▶ _Work to complete_
1. In the bone loss proteomics summary, what C statistic did the 19-protein signature reach when predicting bone loss?
2. List every author named in the bone loss proteomics summary.
3. Resume the bone loss proteomics summary after its last sentence.

▶ _Source document_
# Proteomics of HRpQCT Bone Loss in Older Men

**Authors:** Eric Orwoll, Adam Burns, Jack Wiendrick, Alicia Feryn, Andrew Burghardt, Jodi Lapidus

PMC · DOI: 10.1093/geroni/igaf122.472 · Innovation in Aging · 2025-12-31

## TL;DR

This study identifies serum proteins linked to bone loss in older men, suggesting a new biomarker for predicting skeletal changes.

## Contribution

A 19-protein signature is shown to predict bone loss better than traditional markers.

## Key findings

- 16 proteins were robustly associated with skeletal change in older men.
- A 19-protein signature outperformed traditional markers in predicting bone loss (C statistic of 0.83).

[Records from a dataset]
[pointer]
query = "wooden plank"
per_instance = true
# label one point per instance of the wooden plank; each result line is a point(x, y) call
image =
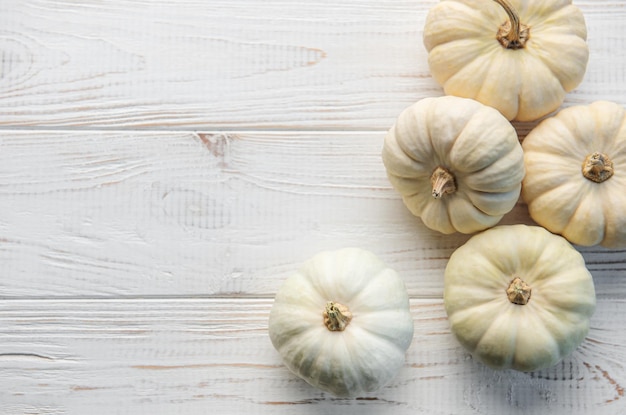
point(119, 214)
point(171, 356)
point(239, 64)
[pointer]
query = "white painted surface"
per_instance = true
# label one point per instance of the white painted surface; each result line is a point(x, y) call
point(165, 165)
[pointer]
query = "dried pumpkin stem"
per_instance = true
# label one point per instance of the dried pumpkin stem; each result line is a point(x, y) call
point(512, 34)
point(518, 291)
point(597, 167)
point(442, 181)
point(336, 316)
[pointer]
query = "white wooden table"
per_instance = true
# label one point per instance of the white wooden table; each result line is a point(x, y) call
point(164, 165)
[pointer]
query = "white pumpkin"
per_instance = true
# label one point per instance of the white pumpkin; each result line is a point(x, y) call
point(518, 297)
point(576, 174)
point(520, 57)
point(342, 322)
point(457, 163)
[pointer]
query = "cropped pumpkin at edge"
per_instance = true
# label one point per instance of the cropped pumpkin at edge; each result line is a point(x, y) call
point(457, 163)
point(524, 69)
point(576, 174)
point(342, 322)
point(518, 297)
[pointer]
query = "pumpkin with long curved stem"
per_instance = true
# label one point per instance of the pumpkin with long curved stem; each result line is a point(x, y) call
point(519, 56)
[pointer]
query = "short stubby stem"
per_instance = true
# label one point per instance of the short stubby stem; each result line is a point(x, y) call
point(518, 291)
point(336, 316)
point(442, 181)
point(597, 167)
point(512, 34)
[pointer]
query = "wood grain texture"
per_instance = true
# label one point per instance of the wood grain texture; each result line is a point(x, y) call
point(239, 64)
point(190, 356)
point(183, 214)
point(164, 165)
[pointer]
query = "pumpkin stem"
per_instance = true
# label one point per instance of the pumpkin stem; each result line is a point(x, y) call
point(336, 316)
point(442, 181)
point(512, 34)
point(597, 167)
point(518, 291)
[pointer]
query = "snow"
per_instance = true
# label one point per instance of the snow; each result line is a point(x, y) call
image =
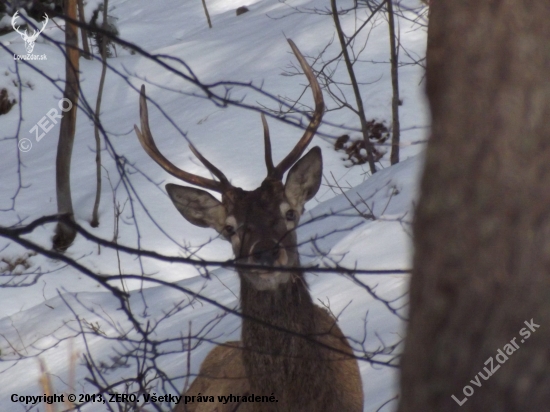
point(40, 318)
* * *
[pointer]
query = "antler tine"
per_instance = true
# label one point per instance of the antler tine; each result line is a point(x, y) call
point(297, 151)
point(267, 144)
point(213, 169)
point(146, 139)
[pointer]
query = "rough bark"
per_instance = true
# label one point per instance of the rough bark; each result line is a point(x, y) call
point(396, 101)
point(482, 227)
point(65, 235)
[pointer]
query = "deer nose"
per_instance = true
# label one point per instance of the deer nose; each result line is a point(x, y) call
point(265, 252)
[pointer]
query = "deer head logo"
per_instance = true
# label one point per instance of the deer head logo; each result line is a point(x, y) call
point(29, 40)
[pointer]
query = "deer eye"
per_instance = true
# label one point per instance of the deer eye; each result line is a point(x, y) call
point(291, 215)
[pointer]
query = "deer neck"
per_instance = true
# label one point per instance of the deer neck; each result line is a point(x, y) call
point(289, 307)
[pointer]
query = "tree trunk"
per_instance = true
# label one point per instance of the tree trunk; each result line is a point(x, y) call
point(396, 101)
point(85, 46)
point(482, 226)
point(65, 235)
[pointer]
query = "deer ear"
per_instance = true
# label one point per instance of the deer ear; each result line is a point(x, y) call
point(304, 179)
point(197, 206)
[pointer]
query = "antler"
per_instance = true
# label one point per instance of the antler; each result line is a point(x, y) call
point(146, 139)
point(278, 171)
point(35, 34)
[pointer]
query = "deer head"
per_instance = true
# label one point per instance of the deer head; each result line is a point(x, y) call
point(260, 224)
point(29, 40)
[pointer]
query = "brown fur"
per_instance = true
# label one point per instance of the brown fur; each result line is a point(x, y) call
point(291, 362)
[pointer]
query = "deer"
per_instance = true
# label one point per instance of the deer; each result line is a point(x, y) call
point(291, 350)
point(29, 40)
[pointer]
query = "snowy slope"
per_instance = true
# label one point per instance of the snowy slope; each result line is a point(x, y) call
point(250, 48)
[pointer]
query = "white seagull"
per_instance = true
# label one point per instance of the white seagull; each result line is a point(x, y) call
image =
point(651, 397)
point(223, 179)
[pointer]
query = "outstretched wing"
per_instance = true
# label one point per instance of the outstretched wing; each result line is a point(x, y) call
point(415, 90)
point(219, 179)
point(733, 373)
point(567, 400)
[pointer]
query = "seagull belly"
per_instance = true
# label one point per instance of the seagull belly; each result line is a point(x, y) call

▶ _Results of the tasks_
1. 0.83

2. Eric Orwoll, Adam Burns, Jack Wiendrick, Alicia Feryn, Andrew Burghardt, Jodi Lapidus

3.
## Abstract

The biological basis of bone loss in older people is unclear, and current biomarkers are of limited usefulness. We measured serum protein levels (SomaLogic 7K panel) in 230 men (84 + 3 years) and determined associations with HRpQCT change (distal radius, distal tibia) over ∼6 yrs, with adjustments for time between measures, age, height, weight and genomic principal components. Primary skeletal outcomes were total vBMD and failure load. Linear regression of proportional change in HRpQCT was used to assess protein associations. 16 proteins were robustly associated with skeletal change, 7 at the radius and 10 at the tibia, with only one protein associated with change at both measurement sites. In almost all cases, higher proteins levels were related to increased bone loss. Associations at the radius and tibia were concordant in direction, and associations with change in total vBMD and failure load were essentially the same. Associations with changes in DXA hip BMD were similar. FSH levels were most strongly (negatively) related to change. A 19-protein signature was much more strongly predictive of bone loss than traditional bone remodeling markers (C statistics: signature - 0.83, CTX – 0.58, P1NP – 0.54). In sum, serum protein levels were strongly associated with skeletal change, the association patterns were distinct at the radius and tibia, suggesting the biological pathways governing bone change at the two sites are unique. A protein signature may represent a powerful biomarker of bone loss.